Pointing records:

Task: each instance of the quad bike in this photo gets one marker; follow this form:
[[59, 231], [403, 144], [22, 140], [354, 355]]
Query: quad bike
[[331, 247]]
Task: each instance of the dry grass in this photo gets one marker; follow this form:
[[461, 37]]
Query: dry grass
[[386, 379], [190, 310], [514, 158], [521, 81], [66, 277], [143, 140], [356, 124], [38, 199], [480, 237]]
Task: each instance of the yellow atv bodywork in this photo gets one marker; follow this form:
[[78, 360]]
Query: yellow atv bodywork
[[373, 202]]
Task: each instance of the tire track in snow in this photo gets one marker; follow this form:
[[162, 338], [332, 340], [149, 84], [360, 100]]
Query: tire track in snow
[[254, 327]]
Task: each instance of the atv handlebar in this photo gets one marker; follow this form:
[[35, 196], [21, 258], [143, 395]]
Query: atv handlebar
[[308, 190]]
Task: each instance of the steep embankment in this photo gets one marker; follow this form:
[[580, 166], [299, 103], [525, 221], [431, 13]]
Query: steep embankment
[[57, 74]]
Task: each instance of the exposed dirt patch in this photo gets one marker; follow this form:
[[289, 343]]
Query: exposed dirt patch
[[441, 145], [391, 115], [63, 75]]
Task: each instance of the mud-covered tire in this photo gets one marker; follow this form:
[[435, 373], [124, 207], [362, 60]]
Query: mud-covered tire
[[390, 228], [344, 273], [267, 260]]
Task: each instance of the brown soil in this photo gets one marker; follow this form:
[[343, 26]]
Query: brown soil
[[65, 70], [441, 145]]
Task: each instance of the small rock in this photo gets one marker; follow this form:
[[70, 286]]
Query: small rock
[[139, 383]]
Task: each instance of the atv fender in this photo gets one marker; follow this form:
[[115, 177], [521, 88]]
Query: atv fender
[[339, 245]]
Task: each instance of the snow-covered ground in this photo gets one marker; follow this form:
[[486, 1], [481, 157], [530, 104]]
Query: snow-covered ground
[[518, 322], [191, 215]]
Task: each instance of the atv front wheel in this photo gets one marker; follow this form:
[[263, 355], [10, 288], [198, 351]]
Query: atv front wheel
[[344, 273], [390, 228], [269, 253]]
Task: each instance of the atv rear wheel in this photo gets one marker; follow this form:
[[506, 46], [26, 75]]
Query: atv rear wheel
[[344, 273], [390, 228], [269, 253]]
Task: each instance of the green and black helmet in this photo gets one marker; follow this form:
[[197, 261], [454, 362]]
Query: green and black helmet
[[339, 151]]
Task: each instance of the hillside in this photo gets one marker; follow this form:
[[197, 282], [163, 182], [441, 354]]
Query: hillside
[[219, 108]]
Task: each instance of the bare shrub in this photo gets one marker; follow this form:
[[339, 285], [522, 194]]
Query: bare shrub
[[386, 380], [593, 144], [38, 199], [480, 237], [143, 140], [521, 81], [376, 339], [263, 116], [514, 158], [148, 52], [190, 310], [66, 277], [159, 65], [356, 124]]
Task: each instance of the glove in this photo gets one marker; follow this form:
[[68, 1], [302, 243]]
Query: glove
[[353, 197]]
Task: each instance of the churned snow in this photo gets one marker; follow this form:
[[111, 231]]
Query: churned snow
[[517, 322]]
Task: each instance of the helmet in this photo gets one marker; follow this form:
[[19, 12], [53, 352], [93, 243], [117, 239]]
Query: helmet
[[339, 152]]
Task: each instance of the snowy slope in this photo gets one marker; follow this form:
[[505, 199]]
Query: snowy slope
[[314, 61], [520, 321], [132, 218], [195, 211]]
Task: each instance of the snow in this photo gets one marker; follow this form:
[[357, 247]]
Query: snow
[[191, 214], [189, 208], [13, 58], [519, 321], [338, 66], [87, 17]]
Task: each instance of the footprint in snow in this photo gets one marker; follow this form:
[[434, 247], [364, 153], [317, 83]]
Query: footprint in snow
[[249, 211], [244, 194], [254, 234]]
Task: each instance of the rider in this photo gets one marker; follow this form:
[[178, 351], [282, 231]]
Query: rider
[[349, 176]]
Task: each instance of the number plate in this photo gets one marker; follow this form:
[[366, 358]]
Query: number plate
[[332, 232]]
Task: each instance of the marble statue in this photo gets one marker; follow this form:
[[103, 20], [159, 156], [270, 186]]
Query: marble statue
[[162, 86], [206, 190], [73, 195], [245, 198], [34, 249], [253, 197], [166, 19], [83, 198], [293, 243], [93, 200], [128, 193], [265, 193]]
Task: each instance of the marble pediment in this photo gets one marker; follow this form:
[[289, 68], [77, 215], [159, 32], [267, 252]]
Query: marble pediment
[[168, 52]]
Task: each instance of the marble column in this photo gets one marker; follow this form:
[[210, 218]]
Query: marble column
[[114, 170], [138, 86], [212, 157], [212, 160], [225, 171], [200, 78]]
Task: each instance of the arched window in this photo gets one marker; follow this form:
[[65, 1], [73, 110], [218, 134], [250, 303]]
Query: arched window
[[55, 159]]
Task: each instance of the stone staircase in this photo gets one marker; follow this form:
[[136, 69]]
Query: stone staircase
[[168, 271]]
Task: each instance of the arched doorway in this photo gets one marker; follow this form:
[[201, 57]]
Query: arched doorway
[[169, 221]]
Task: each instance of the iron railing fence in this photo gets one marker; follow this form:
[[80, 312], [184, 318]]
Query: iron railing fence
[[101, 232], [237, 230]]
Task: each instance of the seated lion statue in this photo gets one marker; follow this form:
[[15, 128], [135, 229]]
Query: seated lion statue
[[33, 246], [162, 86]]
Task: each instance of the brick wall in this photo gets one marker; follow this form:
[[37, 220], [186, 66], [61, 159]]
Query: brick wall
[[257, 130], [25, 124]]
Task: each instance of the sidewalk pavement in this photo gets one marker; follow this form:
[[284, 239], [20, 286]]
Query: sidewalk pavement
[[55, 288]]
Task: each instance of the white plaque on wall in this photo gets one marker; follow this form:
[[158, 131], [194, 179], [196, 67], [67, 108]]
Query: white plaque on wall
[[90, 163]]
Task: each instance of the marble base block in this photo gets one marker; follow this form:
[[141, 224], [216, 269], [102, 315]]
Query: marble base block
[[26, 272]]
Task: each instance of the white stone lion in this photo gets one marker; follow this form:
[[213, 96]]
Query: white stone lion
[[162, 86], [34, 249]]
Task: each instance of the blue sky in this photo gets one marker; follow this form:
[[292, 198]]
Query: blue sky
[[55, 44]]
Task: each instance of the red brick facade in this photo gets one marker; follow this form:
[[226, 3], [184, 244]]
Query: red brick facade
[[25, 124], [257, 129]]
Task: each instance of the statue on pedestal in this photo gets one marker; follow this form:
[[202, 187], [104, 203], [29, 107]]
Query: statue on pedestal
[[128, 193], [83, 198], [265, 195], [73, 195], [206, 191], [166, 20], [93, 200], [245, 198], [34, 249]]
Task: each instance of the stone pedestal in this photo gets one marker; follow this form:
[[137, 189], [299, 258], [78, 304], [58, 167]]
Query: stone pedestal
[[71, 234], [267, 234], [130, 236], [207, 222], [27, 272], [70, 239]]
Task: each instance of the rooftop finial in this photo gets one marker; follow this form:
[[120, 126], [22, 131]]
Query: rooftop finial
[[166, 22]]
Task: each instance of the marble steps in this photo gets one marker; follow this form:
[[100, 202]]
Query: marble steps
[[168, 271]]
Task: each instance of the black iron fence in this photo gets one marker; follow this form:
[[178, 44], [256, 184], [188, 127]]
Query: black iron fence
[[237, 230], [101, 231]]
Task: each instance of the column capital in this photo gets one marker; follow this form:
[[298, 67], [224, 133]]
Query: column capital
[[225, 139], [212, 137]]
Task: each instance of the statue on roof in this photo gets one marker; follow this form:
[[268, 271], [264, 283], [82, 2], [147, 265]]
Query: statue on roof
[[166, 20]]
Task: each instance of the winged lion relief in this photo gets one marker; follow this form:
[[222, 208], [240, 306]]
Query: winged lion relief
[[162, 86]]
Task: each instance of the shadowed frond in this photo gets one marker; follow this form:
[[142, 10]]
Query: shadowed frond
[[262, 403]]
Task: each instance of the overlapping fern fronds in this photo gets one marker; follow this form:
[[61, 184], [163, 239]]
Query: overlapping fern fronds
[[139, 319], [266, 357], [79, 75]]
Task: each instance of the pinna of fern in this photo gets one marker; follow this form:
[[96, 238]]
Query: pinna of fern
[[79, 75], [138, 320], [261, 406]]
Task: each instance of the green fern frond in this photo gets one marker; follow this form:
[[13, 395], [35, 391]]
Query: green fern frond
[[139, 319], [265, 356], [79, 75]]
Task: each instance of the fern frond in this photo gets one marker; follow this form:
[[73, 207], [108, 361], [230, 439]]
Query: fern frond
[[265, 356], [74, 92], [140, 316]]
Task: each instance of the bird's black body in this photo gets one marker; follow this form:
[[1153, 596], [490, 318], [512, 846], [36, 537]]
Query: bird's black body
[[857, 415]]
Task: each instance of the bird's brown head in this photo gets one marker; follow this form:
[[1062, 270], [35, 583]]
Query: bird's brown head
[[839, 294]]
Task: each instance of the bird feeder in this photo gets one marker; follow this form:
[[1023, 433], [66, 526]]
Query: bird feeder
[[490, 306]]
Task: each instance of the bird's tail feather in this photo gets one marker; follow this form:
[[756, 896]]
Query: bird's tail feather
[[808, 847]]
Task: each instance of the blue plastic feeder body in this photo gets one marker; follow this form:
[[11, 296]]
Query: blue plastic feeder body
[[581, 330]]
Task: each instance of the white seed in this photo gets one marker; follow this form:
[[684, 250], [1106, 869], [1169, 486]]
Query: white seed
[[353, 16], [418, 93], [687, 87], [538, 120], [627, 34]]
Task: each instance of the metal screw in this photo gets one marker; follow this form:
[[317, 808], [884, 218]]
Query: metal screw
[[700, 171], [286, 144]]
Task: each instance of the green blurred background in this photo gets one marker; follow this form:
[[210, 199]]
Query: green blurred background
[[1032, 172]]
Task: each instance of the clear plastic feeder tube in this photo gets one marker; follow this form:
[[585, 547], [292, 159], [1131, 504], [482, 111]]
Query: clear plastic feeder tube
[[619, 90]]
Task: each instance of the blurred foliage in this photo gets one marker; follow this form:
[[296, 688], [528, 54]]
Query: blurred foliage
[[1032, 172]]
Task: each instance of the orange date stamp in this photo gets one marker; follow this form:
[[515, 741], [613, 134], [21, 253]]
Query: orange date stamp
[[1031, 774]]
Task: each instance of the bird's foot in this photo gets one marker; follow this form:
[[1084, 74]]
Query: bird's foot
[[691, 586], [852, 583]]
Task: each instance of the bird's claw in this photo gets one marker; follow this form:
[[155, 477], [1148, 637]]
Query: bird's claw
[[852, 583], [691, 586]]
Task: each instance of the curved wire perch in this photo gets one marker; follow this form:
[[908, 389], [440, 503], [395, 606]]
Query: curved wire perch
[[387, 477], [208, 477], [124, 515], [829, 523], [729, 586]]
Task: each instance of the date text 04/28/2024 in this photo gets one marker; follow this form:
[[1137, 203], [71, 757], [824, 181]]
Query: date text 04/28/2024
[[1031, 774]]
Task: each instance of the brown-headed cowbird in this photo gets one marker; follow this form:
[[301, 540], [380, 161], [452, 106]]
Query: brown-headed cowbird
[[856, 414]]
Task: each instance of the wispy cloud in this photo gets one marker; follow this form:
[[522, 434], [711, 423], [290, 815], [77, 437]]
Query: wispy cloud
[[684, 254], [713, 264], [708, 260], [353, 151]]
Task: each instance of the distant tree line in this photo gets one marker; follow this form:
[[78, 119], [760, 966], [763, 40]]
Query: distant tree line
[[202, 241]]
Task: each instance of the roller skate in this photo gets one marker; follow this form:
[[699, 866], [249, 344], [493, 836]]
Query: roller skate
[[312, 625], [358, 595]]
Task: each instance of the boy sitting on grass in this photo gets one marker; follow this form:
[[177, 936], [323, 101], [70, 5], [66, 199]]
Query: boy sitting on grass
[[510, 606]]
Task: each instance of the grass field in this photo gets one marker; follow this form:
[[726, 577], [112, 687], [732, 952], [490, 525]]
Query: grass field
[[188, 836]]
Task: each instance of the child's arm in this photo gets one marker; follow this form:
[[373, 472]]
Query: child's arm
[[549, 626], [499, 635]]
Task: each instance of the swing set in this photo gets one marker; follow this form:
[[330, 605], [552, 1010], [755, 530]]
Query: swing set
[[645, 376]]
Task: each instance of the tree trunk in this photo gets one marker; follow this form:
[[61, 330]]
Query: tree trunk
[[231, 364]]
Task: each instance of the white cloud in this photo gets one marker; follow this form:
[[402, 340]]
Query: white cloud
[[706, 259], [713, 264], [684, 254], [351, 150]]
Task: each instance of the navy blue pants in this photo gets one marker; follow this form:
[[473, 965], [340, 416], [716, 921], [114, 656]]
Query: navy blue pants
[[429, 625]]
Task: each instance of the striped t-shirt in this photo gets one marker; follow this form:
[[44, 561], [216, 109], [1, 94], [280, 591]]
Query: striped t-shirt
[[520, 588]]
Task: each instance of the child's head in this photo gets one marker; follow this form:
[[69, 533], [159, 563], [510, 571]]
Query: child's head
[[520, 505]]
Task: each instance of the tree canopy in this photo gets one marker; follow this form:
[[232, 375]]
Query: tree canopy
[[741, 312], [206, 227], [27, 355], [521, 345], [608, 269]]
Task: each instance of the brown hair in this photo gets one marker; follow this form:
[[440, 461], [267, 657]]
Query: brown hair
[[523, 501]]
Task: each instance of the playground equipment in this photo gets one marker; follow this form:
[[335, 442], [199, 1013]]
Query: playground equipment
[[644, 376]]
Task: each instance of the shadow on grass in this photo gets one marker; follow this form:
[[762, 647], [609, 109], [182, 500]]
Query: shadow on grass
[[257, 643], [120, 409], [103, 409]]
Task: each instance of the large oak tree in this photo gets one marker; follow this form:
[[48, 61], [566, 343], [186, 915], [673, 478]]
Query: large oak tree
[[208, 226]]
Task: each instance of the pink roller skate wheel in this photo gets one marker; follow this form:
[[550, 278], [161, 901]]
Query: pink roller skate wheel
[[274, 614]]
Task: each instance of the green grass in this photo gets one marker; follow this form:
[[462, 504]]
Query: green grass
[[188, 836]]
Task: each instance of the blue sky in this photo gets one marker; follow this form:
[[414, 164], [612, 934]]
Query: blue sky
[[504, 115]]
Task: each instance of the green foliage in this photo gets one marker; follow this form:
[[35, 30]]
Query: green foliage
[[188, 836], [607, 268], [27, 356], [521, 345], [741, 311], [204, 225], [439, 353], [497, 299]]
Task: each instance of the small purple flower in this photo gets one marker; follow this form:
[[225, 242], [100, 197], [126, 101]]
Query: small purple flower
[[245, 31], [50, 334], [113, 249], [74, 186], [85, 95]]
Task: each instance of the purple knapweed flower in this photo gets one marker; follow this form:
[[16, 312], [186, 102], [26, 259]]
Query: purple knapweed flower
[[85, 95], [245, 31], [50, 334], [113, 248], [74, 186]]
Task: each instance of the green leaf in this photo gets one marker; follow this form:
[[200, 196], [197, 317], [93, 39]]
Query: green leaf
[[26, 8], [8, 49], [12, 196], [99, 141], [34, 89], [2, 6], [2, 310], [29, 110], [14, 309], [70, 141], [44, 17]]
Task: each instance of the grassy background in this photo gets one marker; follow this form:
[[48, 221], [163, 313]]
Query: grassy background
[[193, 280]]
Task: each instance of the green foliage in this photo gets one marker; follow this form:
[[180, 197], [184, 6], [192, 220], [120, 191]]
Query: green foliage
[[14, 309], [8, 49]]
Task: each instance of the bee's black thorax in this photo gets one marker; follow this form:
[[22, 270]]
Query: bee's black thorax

● Task objective
Copy the lines of the records above, starting at the line containing "Task: each instance of the small purple" and ending at the line containing "[[85, 95], [245, 31], [50, 334], [113, 248], [74, 186]]", including both of those lines, with every character unchanged.

● The answer
Task: each instance of the small purple flower in this photo gets one marker; follow this form:
[[225, 242], [100, 197], [126, 101]]
Query: small purple flower
[[245, 31], [50, 334], [113, 249], [74, 186], [85, 95]]
Task: each instance of the purple knapweed flower in this photo gets one marker; follow this form:
[[16, 312], [186, 102], [26, 259]]
Query: purple knapweed flower
[[85, 95], [245, 31], [50, 334], [113, 248], [74, 186]]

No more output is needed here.